AIM OF THE EXERCISE »
Write out again everything from the start of the items down to the line containing "[[999, 702]]", inclusive, with the requests included. Offset each coordinate in the answers by adding 69 to it.

Dataset items
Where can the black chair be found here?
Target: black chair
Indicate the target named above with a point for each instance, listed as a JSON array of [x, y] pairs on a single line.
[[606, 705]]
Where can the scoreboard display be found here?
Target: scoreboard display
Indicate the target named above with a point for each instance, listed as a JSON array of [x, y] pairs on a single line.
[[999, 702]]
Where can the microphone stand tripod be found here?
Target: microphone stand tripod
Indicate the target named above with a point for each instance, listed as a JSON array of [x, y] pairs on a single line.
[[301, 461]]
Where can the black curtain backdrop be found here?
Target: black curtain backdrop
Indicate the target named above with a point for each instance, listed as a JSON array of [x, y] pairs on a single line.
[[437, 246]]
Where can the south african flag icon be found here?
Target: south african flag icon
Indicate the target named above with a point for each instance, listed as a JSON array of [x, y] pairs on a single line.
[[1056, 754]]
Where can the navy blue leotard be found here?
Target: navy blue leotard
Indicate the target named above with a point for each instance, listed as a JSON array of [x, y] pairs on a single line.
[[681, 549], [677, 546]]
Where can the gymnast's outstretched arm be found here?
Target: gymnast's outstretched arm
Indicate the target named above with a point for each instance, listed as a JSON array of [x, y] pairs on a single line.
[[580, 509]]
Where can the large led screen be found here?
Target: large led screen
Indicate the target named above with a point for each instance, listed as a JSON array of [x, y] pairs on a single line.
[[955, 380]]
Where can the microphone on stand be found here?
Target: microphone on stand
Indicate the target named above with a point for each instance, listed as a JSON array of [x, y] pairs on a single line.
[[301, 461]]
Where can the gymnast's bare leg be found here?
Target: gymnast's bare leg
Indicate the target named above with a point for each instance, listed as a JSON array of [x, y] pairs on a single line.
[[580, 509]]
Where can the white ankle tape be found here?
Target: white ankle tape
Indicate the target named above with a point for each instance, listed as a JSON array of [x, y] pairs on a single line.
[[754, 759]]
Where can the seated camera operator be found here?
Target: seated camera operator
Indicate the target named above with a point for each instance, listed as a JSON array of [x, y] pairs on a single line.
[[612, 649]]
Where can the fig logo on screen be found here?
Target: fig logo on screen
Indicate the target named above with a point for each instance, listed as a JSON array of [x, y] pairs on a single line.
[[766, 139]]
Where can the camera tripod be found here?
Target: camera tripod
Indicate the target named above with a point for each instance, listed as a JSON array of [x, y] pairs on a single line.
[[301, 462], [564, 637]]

CORRECT RESULT »
Where can the black chair be found here?
Target: black chair
Indicate the target named above with a point for each instance, listed as a JSON array of [x, y] pairs on a single line.
[[675, 774]]
Where can the scoreboard display be found here?
Target: scoreboard display
Indicate the target named above with a point for each instance, listed as a JSON array of [x, y] pairs on a single line.
[[1068, 771]]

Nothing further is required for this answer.